The other day I was getting my hair cut, and the owner of the salon, a friend of mine, was jamming music. This song, You’ll never find another love like mine, was playing, in a remix format, that went on for twelve minutes.

As soon as you hear Lou sing the first line … You’ll never find …

I am back in my old family home, and it is early morning. Usually 7 a.m. is when my father would turn on the stereo so we’d have music to get ready by.

I guess you could say that this song reminds me of my late father. He died on January 7th 2018.

In 1976, as referenced above, I was in third grade going on fourth grade, at Coral Terrace Elementary School in Miami, Florida. I remember this song playing, like every morning.

And I am sitting in the salon chair, singing along with the song, and visually I am in my head, standing in the living room of that old house, as if it were that very moment.

The house was a 3 bedroom house. The walls were all natural wood, we did not have central air or heat, what we did have was a ceramic brick, gas heater in the dining room. On very cold nights, we used to sleep in the dining room/living room.

_Dataset entries:_
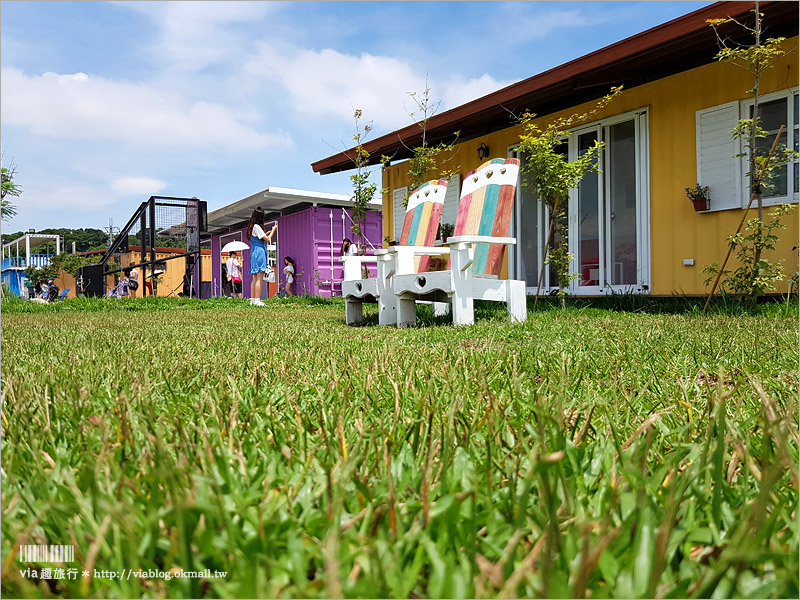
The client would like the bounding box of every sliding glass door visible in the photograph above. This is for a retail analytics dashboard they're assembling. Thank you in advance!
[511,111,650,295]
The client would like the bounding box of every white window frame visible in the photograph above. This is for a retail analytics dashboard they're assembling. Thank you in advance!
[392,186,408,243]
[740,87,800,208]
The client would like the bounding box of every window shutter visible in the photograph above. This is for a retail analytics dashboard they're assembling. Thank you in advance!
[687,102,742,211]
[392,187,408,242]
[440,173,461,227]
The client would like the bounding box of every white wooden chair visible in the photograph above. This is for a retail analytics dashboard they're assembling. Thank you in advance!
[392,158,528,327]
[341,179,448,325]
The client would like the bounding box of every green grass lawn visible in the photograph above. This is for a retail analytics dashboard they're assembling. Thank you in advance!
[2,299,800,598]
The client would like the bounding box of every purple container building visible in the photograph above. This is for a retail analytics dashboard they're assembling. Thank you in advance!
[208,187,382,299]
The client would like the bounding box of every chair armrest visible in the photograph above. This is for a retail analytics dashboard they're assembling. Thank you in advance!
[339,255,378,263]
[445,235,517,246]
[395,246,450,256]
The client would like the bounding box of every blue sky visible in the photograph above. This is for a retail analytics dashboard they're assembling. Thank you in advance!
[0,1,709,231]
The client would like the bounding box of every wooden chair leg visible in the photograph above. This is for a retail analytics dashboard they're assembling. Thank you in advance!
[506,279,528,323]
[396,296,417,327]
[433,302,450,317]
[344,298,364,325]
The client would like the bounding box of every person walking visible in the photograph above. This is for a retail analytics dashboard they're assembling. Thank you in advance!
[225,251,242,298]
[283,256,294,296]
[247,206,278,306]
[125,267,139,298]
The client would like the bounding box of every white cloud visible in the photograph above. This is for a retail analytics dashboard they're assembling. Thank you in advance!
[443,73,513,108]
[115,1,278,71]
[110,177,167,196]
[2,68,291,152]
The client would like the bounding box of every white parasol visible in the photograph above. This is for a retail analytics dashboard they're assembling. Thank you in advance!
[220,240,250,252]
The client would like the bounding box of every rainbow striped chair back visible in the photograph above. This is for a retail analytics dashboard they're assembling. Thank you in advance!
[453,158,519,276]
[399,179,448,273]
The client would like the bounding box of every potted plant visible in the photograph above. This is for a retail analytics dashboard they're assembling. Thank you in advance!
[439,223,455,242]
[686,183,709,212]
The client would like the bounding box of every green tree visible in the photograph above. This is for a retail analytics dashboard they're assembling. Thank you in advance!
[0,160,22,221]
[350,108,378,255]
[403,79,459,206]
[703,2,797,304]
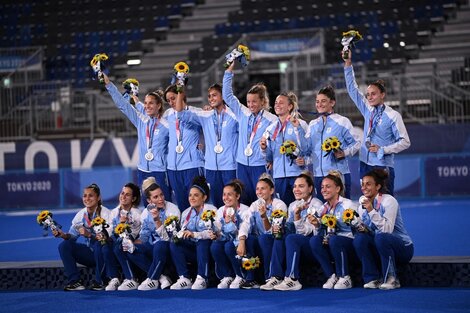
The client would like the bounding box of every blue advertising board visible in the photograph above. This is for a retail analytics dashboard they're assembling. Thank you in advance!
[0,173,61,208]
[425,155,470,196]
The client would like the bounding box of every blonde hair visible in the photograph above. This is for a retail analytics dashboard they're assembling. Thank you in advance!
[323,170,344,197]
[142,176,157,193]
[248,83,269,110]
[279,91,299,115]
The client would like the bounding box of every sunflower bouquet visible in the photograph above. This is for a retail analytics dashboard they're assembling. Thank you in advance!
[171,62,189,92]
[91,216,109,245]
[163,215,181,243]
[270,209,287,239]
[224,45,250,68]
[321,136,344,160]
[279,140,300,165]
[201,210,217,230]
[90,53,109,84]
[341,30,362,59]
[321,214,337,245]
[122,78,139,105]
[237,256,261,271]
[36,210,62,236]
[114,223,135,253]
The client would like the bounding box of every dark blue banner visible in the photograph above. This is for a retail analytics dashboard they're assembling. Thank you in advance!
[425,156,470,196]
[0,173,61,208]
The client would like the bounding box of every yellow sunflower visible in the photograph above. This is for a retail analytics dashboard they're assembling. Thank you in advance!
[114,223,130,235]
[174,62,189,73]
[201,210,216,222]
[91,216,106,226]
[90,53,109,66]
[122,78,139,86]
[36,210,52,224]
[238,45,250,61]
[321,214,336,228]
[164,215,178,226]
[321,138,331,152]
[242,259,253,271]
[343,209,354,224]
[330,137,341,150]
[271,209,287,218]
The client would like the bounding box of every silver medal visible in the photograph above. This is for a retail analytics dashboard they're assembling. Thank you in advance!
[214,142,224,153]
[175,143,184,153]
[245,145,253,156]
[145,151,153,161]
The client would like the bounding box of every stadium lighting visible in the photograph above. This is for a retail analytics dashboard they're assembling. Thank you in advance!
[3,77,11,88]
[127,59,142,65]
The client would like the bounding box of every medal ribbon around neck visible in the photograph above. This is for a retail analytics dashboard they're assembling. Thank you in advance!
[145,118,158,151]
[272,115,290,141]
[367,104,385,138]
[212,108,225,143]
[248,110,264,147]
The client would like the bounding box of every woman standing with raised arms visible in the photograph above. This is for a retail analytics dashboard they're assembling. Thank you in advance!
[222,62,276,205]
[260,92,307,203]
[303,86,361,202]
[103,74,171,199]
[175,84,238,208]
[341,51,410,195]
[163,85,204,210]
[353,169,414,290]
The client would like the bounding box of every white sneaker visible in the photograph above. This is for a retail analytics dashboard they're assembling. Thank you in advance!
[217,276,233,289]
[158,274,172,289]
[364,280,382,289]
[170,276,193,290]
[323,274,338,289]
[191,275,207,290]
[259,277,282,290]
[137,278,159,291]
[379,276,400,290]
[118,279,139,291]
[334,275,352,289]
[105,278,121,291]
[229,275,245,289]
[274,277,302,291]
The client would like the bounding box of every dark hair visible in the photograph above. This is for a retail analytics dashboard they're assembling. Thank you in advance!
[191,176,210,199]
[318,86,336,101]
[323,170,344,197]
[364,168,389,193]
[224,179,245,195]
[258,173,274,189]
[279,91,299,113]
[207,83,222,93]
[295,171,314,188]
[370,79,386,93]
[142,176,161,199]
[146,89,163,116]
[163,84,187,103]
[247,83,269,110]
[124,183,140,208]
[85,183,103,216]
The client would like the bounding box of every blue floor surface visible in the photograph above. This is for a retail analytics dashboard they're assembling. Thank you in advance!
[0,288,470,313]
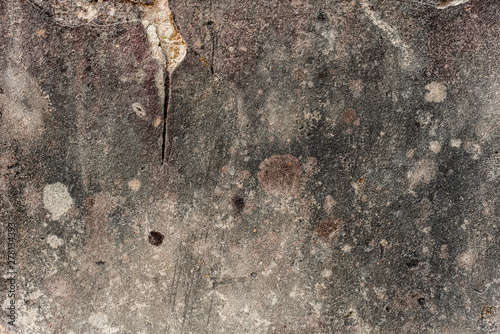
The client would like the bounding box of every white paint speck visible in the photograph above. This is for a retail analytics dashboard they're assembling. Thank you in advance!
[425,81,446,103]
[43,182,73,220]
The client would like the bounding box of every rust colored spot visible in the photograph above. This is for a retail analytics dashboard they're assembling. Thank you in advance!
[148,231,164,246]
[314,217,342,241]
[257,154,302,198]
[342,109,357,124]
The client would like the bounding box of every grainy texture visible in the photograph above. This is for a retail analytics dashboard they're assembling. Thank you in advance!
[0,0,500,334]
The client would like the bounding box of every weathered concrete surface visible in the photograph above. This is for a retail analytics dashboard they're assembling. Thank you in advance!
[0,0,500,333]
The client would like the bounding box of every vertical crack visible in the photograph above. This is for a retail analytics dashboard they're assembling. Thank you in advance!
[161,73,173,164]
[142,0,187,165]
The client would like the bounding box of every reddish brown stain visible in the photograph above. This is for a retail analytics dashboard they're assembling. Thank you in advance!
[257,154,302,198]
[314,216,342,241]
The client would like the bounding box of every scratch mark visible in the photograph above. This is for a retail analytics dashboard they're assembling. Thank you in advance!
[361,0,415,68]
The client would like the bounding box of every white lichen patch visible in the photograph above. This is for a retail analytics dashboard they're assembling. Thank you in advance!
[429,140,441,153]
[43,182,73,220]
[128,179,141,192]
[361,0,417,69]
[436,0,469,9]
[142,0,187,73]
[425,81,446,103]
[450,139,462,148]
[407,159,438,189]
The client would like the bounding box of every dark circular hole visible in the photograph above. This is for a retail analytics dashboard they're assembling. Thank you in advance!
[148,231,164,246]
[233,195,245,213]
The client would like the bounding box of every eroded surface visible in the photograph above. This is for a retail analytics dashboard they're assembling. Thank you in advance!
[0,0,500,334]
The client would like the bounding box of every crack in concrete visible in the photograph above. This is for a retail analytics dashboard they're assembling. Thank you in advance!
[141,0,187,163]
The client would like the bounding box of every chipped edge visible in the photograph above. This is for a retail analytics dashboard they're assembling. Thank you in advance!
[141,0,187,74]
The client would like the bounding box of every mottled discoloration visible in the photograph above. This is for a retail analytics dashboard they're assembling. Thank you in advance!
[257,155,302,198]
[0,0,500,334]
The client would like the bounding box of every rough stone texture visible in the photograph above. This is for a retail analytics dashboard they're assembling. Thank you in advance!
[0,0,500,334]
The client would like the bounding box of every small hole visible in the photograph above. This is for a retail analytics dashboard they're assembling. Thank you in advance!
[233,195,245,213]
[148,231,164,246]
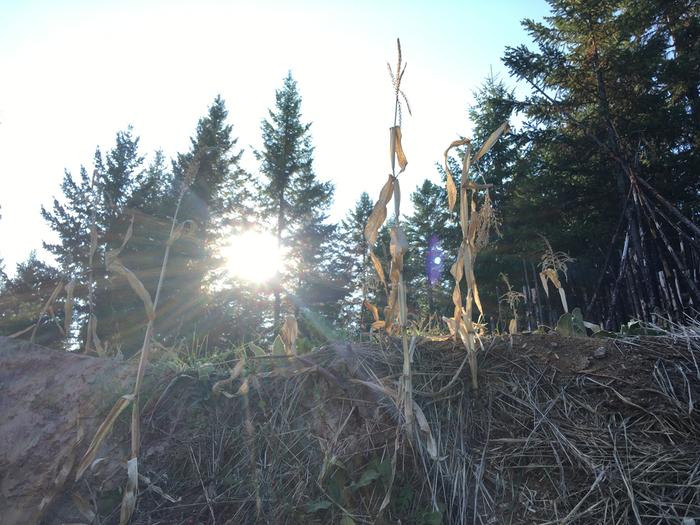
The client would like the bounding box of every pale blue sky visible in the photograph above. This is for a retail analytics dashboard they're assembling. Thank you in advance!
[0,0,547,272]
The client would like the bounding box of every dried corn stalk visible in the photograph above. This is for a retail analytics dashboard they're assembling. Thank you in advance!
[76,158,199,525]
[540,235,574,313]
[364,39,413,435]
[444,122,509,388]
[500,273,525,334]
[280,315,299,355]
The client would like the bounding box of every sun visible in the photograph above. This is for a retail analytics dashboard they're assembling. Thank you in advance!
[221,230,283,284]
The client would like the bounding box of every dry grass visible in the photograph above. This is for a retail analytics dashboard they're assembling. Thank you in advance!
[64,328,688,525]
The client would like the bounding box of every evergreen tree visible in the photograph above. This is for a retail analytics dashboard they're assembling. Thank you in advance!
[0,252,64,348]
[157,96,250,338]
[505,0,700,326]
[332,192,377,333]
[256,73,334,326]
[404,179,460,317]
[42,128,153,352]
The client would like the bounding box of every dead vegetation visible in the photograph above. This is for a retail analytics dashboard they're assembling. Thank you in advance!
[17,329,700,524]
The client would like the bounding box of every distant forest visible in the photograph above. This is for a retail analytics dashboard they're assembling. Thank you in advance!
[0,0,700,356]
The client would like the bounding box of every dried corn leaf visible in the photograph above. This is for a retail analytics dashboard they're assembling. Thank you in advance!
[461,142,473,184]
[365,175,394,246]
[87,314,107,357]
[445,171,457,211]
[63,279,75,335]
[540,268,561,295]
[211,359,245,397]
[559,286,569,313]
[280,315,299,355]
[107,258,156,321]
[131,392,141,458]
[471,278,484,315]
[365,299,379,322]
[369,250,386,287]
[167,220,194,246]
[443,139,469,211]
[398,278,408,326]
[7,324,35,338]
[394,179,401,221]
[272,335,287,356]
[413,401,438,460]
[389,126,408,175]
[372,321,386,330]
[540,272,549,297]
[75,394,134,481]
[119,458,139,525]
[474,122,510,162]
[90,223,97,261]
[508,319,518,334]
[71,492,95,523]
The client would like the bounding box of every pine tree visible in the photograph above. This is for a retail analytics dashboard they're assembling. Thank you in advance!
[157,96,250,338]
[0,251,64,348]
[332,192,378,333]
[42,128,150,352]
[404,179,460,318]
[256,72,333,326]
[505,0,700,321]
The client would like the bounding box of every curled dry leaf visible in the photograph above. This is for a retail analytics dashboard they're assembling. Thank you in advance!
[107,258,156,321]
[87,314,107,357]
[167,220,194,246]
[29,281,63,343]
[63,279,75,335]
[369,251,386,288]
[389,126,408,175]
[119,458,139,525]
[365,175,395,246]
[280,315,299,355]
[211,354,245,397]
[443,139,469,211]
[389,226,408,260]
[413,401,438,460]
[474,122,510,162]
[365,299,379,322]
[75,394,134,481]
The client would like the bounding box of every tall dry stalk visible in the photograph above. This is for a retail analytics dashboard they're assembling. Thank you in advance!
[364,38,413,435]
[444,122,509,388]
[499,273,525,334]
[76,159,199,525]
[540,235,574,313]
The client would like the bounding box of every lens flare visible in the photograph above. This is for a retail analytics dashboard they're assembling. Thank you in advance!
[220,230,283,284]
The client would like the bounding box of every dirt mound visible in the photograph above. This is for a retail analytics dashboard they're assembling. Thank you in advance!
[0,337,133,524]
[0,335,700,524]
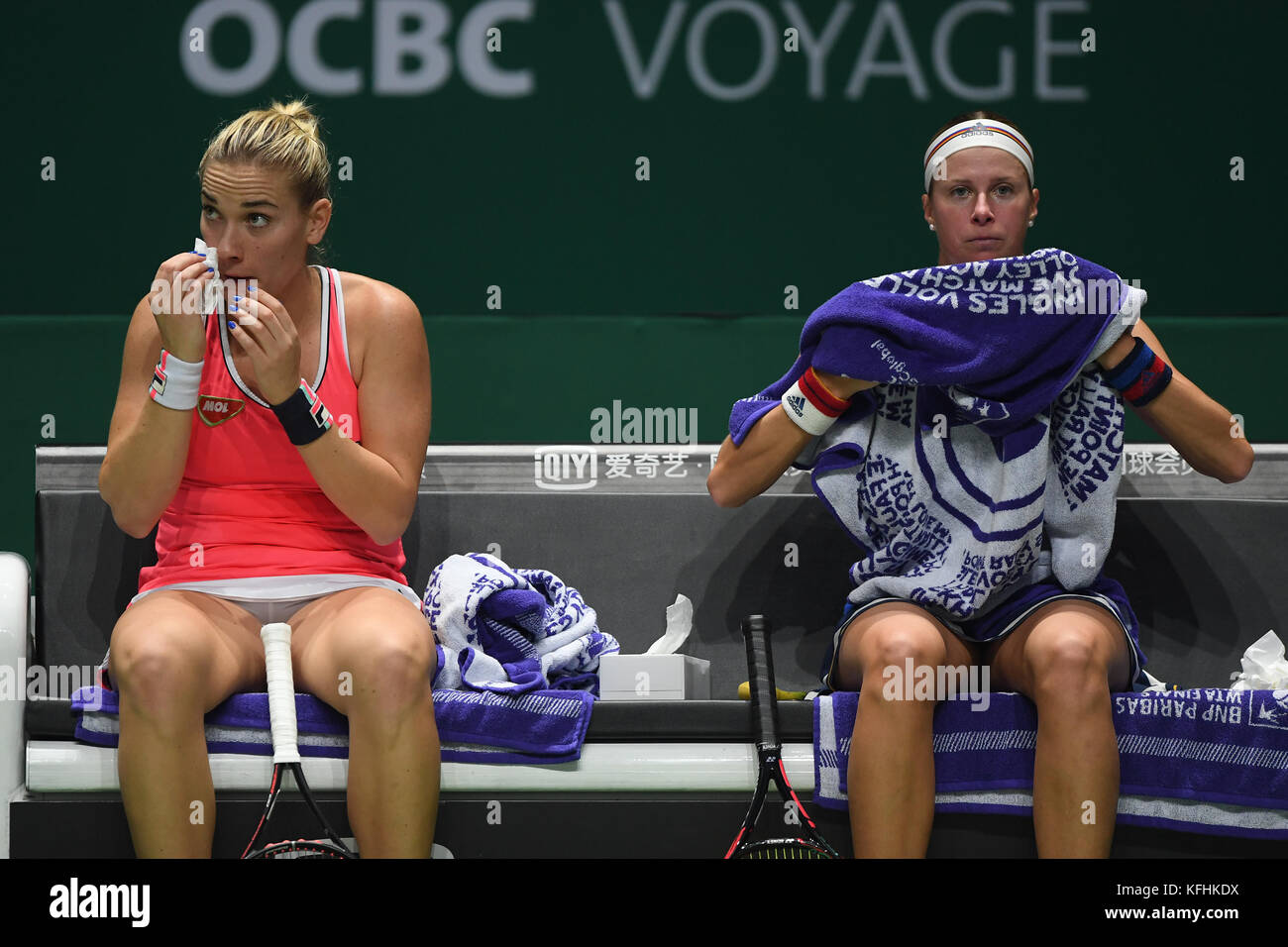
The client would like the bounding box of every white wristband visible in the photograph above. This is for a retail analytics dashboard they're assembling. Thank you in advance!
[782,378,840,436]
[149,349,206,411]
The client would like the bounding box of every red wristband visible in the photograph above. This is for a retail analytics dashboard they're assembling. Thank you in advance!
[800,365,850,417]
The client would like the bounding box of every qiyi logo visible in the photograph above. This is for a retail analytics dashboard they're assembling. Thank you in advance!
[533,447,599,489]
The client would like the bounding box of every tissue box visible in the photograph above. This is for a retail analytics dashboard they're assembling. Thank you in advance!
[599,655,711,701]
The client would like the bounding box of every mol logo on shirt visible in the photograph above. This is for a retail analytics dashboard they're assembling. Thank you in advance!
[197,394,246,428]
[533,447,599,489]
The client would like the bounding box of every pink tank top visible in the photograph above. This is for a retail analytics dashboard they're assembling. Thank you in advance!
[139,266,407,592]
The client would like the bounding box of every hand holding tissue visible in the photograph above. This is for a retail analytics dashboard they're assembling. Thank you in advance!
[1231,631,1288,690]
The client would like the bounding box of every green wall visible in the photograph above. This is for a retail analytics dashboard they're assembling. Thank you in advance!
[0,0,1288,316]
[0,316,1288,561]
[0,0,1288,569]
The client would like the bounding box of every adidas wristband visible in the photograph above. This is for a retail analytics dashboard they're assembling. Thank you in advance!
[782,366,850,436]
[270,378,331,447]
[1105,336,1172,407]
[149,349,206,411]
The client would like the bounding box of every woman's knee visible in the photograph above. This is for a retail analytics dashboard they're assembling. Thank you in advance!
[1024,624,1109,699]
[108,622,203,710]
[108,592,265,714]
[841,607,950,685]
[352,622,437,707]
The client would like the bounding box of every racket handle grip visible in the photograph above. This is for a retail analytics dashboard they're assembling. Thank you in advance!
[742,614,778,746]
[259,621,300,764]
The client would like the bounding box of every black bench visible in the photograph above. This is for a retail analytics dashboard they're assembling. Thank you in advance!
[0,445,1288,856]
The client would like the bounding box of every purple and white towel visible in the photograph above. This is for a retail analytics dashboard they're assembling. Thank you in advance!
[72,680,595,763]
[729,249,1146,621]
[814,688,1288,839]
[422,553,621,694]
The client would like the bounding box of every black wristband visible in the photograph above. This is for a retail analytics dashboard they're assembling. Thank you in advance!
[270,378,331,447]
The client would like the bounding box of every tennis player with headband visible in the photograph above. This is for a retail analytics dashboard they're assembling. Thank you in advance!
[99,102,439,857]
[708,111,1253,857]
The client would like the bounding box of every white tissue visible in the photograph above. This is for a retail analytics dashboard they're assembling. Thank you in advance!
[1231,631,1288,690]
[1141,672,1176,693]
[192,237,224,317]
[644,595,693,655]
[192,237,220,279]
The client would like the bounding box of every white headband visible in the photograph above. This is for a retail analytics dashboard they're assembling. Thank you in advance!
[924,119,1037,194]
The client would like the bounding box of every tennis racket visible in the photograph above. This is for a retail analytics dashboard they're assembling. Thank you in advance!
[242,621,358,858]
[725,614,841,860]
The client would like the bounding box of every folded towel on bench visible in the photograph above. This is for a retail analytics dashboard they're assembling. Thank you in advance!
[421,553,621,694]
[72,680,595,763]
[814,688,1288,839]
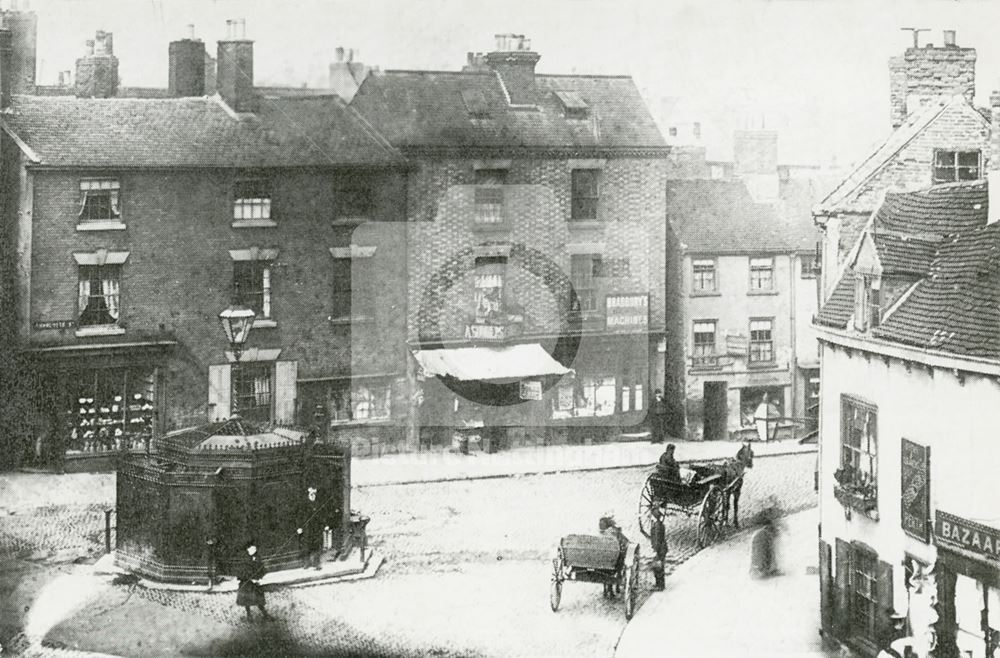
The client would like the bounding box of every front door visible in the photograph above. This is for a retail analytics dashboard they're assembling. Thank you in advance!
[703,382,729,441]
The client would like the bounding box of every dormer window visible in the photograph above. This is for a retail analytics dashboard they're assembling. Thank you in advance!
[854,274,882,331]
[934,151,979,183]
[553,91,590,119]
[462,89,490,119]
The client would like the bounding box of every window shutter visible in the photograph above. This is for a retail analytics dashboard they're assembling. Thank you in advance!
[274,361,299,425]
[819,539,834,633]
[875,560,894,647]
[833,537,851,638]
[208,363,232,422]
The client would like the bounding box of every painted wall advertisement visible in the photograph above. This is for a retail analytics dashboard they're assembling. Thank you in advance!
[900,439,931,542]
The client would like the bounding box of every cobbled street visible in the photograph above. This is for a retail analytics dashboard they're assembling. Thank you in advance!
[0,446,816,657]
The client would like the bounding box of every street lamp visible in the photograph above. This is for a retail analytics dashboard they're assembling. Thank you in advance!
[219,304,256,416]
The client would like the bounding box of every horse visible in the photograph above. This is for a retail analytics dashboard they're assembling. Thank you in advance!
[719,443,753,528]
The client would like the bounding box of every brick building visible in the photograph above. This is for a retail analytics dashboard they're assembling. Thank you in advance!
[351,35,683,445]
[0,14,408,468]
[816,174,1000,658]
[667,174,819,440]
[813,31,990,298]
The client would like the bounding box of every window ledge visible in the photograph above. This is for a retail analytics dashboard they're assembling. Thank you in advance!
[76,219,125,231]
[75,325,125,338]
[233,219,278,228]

_Assigned task A:_ Repeat word for word the part of the memoir passage about the song that begins with the words containing "The other day" and ends with "January 7th 2018.".
_Assigned task B:_ Carry on the memoir passage about the song from its last sentence.
The rows have no connection to the memoir passage about the song.

_Task response A:_
The other day I was getting my hair cut, and the owner of the salon, a friend of mine, was jamming music. This song, You’ll never find another love like mine, was playing, in a remix format, that went on for twelve minutes.

As soon as you hear Lou sing the first line … You’ll never find …

I am back in my old family home, and it is early morning. Usually 7 a.m. is when my father would turn on the stereo so we’d have music to get ready by.

I guess you could say that this song reminds me of my late father. He died on January 7th 2018.

_Task response B:_
I remember once, was had a rolling dish washing machine in that house. We would roll it over to the sink and connect it to the kitchen faucet to wash the dishes. One night, my mother had run out of dish washer crystals, so she poured a full compartment of liquid dish washing soap, into the machine, and started it. If you’ve ever seen a bubble machine go crazy, there were bubbles coming out of the dish washer and spread all over the house.

It was hysterical. She never made that mistake ever again. It was the only dish washer we ever had. After we moved from that house, we did not have a kitchen with space enough for another one.

My memories of places might be faded, but if you play me a song, I probably could tell you exactly what I was doing, or here I was, and at what age I was, when I heard that song in my past.

I have too many blank spots in my memory, of dates and places. I have an entire collection of photos my aunt gave me a whole back, and many of those photos are blank in my memory.

Play me a song, and you have a better chance of a memory connection to that particular piece of music.

Today, I went into my I Tunes, and looked up the remix edit that I heard the other day. It comes in at 8 minutes. It might not be the same play list I was listening to at the salon, but it is close.

Most of the music in my I Phone is old. About 80% of it is from the 1970’s through the 1980’s. I run old when it comes to music.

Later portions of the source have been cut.